§ Work instructions
(1) In the text on religion, what example is given of a self-funding mechanism of organized religions?
(2) Repeat word for word the part of the text on religion that opens with the words containing "Dysan likes all" and closes with "governance of people.".

§ Source document

*** Begin section ***


    Dysan likes all the community value of religion (helping others, etc.). No debating that helping others is good and not evil.

    Perhaps what is evil about “religion” (my turn to debate ) is really what’s evil about us. People. A majority of poeple believe today that many of the old testament miracles are allegorical and not factual. That they teach morality the same way as Aesops Fables. What may be evil is that the message has been usurped by the organizations and used to control behavior, create cultural centrality, and influence or outright dominate the governance of people.

    Organized religions, with their hierarchies, rules, self-funding mechanisms (tithing, etc.) absolutely and undeniably provide social services that may be otherwise unavailable. They provide communities, and identies and in these senses they are good.

    They also promote intolerance. Humans are “small group” beings. We, like our biological cells, are always dividing and sub-dividing ourselves. There is most certainly something genetic that has an anthropological underpinning in our desire to always create that new level of specialization of belief/action/characteristic.

    Humans, we know, like distinctions: religion, class, skin color & race, sex, and many other characteristics. Many misguided people feel superior to others based on this (light-skinned blacks feel superior to dark-skinned blacks, many light-skinned northern Europeans feel the same way about European neighbors with mediteranean skin tones). It never ends…

    If Judaism was the first widespread monotheistic religion, from which both Christianity and Islam both inherit, as we are all three considered “Sons and daughters of Abraham,” look how far we have come in dividing and subdividing over the last 2 and a half millennia.

    As we divide and sub-divide, we create “us” and “them” mentalities (catholic v protestant, reform vs. orthodox, shia vs. sunni, etc.). These divisions give us excuses when things don’t go our way. “We’re down-trodden, must be the Jews, or Presbyterians who did this to us. Let’s kill them, or trod them down.”

*** End section ***

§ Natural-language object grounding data
*** Begin section ***

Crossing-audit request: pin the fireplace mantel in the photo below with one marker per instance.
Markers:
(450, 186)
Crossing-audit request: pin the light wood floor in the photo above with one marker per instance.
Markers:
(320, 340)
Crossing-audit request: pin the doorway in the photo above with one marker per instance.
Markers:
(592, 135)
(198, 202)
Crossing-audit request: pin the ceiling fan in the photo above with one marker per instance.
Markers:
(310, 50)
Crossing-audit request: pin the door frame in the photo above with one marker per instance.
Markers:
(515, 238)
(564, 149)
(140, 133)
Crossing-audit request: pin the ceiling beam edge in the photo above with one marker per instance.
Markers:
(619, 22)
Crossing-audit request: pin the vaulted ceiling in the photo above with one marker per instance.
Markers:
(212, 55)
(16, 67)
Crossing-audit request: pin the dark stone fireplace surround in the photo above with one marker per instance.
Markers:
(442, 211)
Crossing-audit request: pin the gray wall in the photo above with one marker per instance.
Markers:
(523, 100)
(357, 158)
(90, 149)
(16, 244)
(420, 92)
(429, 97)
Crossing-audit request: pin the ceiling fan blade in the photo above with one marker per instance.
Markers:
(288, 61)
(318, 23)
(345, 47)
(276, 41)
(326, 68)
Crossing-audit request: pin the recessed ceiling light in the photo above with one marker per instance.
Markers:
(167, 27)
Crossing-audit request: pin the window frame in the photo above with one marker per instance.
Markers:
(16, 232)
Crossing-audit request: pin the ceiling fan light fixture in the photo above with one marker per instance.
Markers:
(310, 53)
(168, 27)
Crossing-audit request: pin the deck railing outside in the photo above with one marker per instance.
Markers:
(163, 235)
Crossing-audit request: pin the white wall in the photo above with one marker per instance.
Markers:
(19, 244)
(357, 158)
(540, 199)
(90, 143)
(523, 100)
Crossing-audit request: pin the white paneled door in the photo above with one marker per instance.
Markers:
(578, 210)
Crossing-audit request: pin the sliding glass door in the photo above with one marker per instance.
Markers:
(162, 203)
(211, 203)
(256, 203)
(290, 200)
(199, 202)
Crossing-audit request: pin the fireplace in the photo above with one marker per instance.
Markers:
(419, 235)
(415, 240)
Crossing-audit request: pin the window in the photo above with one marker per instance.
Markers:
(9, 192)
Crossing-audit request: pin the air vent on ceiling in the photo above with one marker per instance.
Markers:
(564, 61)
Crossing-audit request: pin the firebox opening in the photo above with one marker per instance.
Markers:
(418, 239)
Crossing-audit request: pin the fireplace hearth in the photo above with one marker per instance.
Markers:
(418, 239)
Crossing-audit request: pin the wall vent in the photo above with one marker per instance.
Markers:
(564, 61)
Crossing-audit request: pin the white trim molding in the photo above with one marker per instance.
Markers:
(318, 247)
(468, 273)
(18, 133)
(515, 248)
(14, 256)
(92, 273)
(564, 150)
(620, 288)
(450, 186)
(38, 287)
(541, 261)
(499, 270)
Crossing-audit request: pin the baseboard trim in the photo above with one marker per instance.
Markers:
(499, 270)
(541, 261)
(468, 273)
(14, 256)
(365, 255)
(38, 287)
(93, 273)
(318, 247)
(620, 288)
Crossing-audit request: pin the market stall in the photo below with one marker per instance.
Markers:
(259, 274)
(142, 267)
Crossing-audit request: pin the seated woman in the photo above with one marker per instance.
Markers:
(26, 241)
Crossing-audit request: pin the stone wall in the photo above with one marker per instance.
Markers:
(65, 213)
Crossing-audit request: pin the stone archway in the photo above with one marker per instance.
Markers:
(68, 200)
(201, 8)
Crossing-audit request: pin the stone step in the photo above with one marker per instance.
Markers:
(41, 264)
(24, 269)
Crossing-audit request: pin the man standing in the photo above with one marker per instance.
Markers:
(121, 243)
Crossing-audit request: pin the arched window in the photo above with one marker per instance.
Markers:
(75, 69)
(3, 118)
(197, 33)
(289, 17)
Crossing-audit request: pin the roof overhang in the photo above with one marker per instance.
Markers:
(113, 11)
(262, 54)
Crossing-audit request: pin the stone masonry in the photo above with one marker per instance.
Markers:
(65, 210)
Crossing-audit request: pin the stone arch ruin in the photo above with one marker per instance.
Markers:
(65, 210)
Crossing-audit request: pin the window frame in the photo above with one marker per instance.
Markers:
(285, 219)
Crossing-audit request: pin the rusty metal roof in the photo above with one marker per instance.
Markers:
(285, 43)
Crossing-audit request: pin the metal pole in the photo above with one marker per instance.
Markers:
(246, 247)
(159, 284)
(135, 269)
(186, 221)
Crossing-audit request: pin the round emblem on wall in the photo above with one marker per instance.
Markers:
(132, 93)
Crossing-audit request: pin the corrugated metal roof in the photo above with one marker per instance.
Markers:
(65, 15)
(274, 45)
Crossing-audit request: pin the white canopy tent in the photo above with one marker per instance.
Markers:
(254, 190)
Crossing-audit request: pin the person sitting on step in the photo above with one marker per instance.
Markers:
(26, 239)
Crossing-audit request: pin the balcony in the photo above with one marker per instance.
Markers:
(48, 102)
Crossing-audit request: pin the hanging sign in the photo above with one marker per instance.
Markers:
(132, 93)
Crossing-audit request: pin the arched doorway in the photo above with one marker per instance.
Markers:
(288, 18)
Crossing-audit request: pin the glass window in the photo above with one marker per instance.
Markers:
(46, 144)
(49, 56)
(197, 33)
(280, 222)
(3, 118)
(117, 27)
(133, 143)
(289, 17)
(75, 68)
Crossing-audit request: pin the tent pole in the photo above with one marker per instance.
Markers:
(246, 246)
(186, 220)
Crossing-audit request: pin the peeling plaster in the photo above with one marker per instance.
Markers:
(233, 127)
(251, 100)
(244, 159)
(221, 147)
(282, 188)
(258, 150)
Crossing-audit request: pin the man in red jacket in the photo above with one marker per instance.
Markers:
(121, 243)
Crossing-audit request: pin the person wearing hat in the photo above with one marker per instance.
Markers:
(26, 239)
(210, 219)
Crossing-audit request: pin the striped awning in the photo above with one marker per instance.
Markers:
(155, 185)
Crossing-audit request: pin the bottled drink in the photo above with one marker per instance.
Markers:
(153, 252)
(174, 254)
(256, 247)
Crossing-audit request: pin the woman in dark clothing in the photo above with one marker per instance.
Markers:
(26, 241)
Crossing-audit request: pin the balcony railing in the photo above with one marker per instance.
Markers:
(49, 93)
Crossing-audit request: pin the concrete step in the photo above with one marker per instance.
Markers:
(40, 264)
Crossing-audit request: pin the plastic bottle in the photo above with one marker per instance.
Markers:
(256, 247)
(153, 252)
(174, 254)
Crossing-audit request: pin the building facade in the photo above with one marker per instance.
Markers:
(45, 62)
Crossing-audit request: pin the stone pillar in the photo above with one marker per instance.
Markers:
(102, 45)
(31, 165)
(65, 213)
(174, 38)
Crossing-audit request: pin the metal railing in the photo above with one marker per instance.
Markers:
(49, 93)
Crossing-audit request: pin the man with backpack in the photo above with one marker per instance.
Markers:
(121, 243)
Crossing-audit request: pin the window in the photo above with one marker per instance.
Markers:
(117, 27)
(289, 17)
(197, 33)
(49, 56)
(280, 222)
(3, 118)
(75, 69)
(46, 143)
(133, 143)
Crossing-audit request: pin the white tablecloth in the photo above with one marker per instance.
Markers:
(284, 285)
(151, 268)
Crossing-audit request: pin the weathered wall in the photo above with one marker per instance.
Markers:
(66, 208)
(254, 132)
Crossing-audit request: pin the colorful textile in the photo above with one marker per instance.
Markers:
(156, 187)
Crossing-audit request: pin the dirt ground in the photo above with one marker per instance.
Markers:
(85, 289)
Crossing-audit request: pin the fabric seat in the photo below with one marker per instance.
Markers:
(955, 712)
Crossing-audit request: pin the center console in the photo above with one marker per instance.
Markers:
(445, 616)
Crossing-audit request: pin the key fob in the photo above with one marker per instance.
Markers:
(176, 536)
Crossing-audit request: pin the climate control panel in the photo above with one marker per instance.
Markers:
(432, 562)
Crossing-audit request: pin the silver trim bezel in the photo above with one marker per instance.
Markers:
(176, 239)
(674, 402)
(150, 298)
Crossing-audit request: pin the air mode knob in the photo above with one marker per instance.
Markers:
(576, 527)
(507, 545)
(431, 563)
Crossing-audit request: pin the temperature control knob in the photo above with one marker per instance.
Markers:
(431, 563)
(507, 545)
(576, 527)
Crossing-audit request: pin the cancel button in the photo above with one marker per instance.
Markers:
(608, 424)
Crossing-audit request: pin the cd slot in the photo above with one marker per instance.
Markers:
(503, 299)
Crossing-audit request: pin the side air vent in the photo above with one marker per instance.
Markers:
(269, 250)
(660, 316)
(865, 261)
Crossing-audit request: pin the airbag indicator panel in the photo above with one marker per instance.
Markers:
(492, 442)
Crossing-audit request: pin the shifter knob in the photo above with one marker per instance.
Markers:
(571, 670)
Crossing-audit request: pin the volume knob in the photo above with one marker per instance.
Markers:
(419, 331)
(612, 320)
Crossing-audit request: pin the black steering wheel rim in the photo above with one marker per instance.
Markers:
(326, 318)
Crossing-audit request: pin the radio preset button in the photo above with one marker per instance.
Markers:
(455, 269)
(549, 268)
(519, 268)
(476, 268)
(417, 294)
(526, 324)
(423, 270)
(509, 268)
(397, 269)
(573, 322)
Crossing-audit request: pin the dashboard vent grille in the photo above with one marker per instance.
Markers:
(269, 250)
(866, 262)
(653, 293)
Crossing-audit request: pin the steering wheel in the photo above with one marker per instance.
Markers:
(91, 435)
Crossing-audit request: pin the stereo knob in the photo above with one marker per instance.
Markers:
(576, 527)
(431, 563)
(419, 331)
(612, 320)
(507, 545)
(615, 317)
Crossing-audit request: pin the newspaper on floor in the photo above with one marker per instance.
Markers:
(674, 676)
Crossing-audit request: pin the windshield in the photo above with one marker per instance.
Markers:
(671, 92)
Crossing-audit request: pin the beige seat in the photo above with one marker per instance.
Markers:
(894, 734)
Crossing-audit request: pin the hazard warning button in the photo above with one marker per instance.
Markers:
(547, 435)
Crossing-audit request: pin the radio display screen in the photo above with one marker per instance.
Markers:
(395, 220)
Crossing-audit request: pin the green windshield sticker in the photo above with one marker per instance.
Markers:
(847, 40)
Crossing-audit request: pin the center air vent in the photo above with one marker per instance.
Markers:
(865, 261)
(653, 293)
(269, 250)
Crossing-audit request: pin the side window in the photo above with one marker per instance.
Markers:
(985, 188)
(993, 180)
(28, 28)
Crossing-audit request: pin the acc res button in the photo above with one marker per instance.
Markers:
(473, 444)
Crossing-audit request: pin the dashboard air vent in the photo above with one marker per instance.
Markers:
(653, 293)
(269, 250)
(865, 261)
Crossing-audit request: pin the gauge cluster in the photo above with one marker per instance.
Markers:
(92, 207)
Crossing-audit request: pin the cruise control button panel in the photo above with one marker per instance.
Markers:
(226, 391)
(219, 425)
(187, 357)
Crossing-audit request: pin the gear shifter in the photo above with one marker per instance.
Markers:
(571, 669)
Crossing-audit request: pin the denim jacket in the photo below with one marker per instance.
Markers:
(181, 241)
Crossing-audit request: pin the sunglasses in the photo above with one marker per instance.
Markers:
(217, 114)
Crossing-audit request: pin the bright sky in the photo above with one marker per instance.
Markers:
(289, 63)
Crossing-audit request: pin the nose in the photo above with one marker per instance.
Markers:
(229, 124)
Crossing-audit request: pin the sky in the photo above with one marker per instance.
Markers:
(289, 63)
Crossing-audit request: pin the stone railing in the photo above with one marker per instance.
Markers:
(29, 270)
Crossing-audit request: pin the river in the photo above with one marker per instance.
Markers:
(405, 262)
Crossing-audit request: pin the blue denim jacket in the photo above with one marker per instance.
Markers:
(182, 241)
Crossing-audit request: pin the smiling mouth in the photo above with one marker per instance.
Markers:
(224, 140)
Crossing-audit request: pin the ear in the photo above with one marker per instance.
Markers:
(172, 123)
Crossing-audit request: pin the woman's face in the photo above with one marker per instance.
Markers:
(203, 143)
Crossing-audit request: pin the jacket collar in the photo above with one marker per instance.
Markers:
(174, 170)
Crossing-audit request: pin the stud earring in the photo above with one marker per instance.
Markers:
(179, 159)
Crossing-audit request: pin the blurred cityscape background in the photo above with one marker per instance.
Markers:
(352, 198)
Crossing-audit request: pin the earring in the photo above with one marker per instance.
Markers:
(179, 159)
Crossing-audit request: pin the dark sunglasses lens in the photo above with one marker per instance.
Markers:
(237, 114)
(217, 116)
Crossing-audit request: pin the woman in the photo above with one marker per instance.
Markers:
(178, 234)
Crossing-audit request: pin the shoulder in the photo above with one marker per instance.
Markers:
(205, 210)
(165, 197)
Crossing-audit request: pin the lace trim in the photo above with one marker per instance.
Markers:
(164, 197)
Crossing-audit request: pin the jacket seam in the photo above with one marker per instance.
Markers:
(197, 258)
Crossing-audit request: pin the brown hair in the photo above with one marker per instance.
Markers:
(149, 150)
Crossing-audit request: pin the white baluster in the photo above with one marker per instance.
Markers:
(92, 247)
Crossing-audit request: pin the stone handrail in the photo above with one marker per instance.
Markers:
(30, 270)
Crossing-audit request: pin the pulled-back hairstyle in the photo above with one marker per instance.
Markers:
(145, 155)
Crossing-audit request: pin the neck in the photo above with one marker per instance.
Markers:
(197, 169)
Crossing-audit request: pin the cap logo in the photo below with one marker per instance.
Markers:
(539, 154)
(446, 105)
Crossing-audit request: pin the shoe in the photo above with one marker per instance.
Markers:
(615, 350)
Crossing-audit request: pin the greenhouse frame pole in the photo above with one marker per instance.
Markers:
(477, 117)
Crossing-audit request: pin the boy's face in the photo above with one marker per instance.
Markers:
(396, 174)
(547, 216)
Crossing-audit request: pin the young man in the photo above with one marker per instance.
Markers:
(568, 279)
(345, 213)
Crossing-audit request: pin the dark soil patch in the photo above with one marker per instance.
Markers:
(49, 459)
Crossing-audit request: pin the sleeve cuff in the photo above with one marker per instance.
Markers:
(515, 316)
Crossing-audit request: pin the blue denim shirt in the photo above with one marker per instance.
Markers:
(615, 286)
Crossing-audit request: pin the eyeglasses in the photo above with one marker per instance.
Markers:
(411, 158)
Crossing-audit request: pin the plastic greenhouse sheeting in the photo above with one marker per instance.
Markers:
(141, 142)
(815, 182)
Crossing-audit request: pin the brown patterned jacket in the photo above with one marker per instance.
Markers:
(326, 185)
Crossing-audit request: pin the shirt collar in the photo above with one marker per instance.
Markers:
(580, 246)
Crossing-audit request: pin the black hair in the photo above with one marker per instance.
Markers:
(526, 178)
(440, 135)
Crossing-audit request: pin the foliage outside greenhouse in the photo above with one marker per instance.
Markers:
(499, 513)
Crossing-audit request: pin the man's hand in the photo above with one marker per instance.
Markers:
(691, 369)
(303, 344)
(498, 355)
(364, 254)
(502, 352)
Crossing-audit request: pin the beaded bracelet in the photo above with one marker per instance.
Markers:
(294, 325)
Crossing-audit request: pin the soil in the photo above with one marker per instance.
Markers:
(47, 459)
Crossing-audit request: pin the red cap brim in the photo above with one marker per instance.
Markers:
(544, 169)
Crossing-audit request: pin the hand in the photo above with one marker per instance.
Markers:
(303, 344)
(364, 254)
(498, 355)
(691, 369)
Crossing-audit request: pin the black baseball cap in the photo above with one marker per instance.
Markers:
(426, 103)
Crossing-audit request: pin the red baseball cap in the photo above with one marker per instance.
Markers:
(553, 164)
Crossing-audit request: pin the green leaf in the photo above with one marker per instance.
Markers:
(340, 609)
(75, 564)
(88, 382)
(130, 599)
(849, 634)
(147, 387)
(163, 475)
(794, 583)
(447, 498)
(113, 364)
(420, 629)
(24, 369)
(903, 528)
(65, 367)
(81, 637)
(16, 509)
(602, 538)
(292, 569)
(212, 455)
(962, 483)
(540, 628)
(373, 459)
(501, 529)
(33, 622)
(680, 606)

*** End section ***

§ Responses per task
(1) Tithing.

(2)
Dysan likes all the community value of religion (helping others, etc.). No debating that helping others is good and not evil.

    Perhaps what is evil about “religion” (my turn to debate ) is really what’s evil about us. People. A majority of poeple believe today that many of the old testament miracles are allegorical and not factual. That they teach morality the same way as Aesops Fables. What may be evil is that the message has been usurped by the organizations and used to control behavior, create cultural centrality, and influence or outright dominate the governance of people.